**TASK ITEM**
Answer with a bare number: the count of lines in the records below that have the word "forest".

Records excerpted from a collection
※ ※ ※

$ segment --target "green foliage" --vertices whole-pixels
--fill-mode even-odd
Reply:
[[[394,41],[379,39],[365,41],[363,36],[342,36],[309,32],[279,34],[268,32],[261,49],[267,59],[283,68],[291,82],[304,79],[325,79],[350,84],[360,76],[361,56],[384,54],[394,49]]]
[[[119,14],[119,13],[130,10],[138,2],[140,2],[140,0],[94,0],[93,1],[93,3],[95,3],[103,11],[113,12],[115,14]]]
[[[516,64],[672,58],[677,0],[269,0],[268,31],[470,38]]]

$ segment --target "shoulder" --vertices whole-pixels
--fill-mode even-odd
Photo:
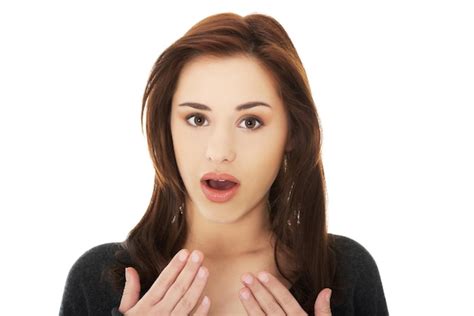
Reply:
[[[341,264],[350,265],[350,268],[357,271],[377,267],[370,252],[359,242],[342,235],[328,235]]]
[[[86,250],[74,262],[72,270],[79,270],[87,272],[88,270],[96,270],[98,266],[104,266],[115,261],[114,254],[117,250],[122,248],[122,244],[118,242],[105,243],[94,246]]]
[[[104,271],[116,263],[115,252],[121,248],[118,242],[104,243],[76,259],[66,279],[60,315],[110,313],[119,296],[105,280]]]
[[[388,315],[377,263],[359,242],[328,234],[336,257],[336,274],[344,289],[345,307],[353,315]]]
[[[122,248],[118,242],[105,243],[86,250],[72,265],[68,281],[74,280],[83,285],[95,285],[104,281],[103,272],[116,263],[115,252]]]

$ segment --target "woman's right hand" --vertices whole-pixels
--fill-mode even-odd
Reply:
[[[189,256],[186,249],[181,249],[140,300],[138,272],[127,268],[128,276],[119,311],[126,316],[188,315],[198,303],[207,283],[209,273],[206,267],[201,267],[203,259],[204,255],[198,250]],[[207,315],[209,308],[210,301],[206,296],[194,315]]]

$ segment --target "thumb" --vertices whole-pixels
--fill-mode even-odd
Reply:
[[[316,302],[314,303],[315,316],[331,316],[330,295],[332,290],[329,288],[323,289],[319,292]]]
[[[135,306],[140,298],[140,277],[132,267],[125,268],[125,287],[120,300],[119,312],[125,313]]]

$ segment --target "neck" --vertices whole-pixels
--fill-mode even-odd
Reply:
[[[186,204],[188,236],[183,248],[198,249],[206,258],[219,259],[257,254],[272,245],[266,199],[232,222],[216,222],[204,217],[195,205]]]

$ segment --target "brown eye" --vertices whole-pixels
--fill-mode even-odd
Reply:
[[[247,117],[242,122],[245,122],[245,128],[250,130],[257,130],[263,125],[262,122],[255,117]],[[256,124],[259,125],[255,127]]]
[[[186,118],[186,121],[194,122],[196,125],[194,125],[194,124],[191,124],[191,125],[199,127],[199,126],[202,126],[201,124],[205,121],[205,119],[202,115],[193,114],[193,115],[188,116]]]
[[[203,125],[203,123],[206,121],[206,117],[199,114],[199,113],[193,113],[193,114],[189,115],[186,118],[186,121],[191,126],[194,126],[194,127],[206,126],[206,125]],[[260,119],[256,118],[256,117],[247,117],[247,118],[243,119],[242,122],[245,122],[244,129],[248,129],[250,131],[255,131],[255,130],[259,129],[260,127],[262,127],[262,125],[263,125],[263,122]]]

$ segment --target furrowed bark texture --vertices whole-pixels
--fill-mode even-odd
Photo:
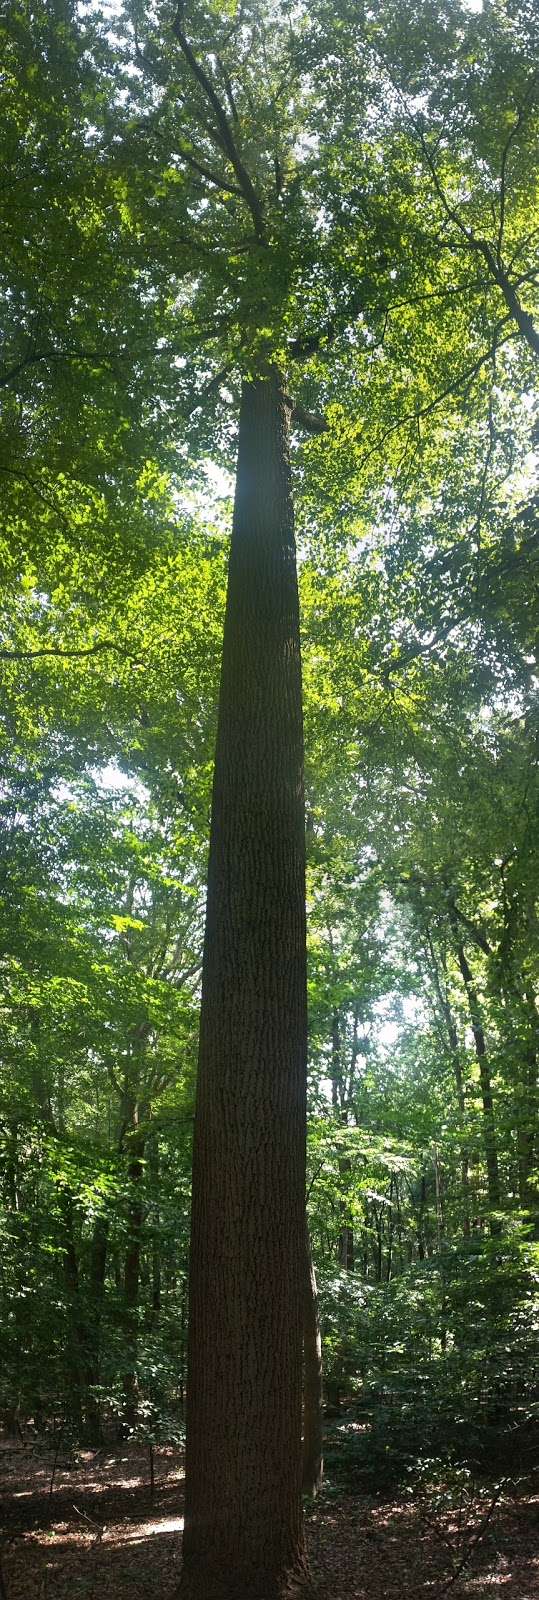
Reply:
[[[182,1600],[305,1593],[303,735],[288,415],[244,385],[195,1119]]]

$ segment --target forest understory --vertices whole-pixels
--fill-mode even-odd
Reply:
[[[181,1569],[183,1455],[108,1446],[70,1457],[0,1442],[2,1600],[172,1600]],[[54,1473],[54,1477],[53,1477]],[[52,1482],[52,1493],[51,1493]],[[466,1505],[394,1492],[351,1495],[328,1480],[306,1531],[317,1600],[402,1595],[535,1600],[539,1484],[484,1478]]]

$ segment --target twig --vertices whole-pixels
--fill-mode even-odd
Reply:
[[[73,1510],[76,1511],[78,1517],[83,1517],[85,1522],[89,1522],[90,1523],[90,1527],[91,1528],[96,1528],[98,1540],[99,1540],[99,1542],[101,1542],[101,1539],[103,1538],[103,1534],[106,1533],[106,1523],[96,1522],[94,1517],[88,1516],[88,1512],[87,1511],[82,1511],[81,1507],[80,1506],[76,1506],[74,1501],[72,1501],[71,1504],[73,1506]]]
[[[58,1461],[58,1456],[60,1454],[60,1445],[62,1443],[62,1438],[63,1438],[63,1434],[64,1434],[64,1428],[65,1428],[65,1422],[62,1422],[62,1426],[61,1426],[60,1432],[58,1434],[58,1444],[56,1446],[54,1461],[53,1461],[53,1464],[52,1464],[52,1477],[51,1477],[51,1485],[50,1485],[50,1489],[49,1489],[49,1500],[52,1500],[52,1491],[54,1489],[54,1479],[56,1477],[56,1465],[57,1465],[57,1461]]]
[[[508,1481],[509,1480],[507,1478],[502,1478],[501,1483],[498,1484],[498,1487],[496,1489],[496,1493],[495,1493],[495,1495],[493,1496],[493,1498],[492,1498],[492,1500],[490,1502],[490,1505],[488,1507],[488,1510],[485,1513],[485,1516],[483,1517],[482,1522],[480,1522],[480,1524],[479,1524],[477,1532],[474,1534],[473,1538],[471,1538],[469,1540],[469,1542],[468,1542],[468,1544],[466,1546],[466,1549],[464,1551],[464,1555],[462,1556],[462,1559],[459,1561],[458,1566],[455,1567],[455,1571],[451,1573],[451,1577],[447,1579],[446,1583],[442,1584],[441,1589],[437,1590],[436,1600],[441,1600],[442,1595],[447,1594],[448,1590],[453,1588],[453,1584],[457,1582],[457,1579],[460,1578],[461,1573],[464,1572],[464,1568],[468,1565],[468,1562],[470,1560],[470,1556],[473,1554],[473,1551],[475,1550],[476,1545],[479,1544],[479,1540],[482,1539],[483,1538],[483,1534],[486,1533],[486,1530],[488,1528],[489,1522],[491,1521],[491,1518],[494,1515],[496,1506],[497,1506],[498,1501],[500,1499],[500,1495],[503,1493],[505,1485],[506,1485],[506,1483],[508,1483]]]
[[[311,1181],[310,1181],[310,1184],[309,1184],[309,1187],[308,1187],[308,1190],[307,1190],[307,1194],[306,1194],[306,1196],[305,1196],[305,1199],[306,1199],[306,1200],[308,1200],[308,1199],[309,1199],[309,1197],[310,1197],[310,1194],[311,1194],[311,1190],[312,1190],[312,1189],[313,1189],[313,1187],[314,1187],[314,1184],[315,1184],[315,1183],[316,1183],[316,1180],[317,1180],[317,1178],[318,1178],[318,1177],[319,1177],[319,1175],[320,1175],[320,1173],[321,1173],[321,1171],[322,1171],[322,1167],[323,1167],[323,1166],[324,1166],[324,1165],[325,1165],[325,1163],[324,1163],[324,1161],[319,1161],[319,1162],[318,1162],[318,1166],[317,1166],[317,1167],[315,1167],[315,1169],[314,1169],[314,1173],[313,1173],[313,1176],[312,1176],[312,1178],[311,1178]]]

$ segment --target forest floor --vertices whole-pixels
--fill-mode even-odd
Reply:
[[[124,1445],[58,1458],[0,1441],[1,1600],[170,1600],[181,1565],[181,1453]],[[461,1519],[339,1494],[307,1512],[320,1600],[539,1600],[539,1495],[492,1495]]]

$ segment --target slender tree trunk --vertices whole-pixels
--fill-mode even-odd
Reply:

※ ※ ※

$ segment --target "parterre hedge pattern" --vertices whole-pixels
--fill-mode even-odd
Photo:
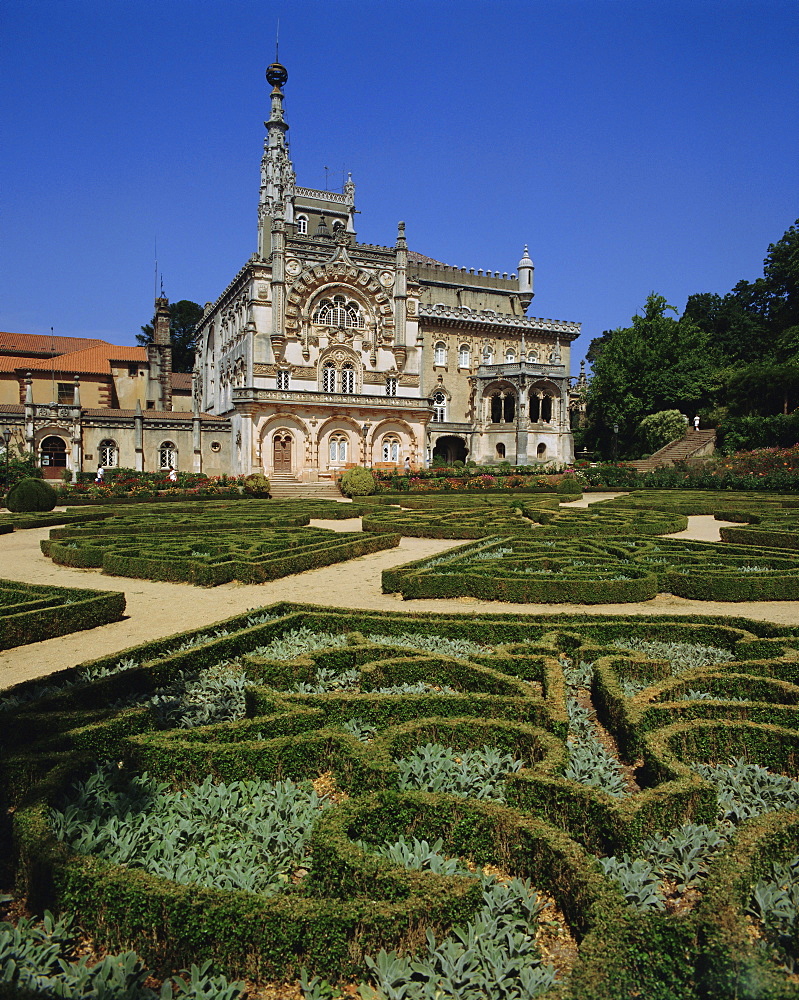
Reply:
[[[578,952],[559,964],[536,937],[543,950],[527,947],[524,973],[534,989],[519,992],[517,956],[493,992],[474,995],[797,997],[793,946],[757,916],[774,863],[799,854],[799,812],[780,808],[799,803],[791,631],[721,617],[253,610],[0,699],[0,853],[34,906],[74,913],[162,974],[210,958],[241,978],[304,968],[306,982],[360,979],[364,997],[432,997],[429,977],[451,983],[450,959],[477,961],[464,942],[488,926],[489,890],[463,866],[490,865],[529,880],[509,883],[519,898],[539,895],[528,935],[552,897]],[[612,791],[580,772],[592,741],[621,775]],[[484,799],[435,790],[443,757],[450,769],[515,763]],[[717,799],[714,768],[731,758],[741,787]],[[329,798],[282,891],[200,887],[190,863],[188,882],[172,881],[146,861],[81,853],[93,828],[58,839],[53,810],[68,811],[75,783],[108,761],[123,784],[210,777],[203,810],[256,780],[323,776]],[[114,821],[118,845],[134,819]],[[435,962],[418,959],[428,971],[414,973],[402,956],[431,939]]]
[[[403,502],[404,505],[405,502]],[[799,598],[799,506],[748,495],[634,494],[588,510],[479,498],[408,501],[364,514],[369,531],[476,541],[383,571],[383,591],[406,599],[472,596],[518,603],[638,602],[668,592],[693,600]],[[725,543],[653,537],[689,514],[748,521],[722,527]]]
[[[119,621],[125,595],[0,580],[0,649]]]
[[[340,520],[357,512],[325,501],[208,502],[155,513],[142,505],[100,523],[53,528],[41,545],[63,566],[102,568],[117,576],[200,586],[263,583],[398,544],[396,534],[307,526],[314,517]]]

※ ※ ※

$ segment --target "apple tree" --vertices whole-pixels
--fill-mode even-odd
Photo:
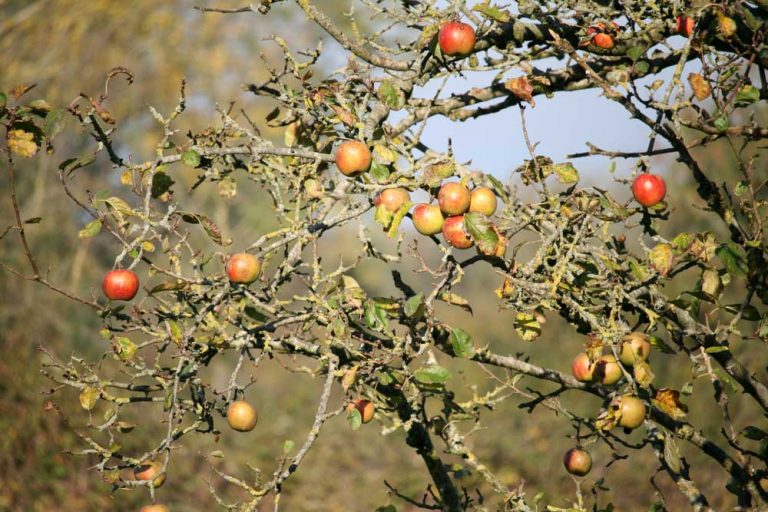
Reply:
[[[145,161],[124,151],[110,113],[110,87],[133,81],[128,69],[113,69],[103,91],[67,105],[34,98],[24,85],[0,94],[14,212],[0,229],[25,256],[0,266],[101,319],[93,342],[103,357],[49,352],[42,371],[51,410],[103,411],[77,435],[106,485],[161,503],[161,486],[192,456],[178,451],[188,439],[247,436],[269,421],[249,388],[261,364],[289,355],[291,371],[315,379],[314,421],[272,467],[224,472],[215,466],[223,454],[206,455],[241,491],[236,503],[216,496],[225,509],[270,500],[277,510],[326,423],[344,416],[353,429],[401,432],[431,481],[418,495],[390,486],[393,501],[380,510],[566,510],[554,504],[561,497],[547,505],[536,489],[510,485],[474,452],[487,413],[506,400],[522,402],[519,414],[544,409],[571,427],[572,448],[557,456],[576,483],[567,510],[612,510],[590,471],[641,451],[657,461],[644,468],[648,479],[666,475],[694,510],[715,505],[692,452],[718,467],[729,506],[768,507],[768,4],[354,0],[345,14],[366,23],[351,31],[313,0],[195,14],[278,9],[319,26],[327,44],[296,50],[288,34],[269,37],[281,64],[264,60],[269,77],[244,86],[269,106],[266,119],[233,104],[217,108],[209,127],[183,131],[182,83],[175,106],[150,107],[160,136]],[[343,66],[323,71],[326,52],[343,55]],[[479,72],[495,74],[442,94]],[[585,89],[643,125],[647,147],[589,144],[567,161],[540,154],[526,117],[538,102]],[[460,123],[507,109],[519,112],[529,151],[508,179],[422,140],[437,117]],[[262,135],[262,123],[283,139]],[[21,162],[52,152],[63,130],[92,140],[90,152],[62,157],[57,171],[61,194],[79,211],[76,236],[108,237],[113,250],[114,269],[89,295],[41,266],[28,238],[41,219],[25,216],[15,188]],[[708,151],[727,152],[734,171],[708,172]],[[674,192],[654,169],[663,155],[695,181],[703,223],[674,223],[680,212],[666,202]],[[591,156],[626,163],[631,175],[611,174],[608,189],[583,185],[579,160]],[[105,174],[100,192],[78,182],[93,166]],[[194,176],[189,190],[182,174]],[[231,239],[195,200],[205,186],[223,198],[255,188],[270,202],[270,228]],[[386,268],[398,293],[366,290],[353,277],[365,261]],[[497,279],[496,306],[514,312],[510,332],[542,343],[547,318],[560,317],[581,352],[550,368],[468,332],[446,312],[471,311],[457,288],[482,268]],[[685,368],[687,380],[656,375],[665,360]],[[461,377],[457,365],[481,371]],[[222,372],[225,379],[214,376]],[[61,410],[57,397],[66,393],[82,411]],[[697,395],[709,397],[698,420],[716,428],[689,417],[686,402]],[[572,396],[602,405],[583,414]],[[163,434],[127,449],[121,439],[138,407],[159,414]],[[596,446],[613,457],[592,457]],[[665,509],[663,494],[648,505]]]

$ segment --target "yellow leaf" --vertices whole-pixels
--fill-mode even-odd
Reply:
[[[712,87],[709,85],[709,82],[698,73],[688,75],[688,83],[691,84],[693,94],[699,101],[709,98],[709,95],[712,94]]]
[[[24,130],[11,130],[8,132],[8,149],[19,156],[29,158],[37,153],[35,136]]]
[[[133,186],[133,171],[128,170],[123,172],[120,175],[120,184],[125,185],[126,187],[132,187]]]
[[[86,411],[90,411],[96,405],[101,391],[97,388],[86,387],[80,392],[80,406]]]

※ ※ ※

**OUTPUT**
2